(Items listed in a dataset)
═══

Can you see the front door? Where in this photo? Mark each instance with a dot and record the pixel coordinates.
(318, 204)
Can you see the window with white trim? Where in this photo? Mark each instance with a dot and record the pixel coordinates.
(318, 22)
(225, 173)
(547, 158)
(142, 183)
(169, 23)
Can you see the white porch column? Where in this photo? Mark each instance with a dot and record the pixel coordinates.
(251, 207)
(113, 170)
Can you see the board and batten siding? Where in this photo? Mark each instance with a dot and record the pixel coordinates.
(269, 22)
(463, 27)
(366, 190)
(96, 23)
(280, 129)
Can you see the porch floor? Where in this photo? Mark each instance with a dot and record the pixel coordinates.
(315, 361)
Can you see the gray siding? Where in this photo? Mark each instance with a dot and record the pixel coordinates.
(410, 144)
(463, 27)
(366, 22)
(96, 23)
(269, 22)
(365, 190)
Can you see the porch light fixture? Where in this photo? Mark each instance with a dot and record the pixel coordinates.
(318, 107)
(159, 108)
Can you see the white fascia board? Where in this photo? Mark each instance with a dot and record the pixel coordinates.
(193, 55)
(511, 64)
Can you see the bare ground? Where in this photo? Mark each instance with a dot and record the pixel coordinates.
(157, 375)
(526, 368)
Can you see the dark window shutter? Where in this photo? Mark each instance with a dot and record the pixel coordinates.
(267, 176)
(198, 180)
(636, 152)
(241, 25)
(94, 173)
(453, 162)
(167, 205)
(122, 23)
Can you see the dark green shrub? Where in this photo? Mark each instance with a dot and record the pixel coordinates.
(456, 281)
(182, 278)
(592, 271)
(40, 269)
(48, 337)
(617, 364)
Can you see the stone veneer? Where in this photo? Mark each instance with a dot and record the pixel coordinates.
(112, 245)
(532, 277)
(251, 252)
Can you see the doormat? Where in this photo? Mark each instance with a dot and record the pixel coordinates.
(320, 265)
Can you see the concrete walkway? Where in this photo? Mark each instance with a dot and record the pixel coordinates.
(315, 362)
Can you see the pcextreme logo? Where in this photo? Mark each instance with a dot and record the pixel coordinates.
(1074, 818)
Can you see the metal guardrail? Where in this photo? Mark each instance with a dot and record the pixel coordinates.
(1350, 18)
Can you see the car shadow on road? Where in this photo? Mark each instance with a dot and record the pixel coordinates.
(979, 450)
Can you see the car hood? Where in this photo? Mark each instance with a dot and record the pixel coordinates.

═══

-- Task statement --
Word for word, copy out the data.

-- Output of the task --
Can you see the front door? Where in this photo? Mark each instance with a dot and record the pixel coordinates.
(318, 204)
Can you see the window with white trim? Where in this photo? Mark each instance with a dot and record the pixel coordinates.
(318, 22)
(225, 173)
(547, 158)
(142, 183)
(169, 23)
Can you see the white porch column? Where in this photo? Mark each instance with a dot and record the pixel coordinates.
(251, 207)
(113, 170)
Can you see the board and batten siding? Where in this photo? Mark each instance with a dot and record the pixel coordinates.
(269, 22)
(463, 27)
(366, 190)
(96, 23)
(280, 129)
Can you see the porch floor? Where in this photo? Mark each instance with a dot and record the pixel coordinates.
(315, 361)
Can you see the gray siding? Where in this photo? Mark each instance with a dot and record the pixel coordinates.
(410, 144)
(463, 27)
(366, 22)
(96, 23)
(269, 22)
(365, 190)
Can you see the porch light fixture? Where in this photo? Mark each instance with a dot and record the pixel coordinates.
(318, 107)
(159, 108)
Can you see the white fascia board? Where in this photo? Mark each instance with a dot and record the pixel coordinates.
(193, 55)
(511, 64)
Can you see the bare ground? Where in this photo? Mark each instance with a dot and record the pixel coordinates.
(157, 375)
(526, 368)
Can you see the dark window shutter? Where in this photo? Mark each instance with a dot and record the pixel coordinates.
(267, 176)
(198, 180)
(636, 152)
(241, 25)
(94, 173)
(453, 162)
(167, 205)
(122, 23)
Can you see the dark green shrub? Where in this photo? Mark each instance with a dot and record the pixel coordinates.
(456, 281)
(182, 278)
(592, 271)
(40, 269)
(48, 337)
(617, 364)
Can you see the stone veneer? Where in this photo? Mark each instance with a dot and record the pixel coordinates.
(112, 245)
(532, 277)
(251, 252)
Can you see the doormat? Where in this photo? Mark each instance with a dot and record the pixel coordinates.
(320, 265)
Can you see the concrete walkway? Where in this photo? Mark each instance with a dot and record the pixel coordinates.
(315, 362)
Can you see the pcextreme logo? Where in this photo? Mark each instance with a dot and record the pixel coordinates.
(1074, 818)
Can you see the metal guardrail? Where in this photo? Mark each instance with a dot and record the pixel coordinates.
(1350, 18)
Can you see the car shadow on road? Where in this photo? Mark each instance with a dot and record the pixel coordinates.
(979, 450)
Can you see the car hood? Where in this photo? Mark each instance with a dot and record the pixel coordinates.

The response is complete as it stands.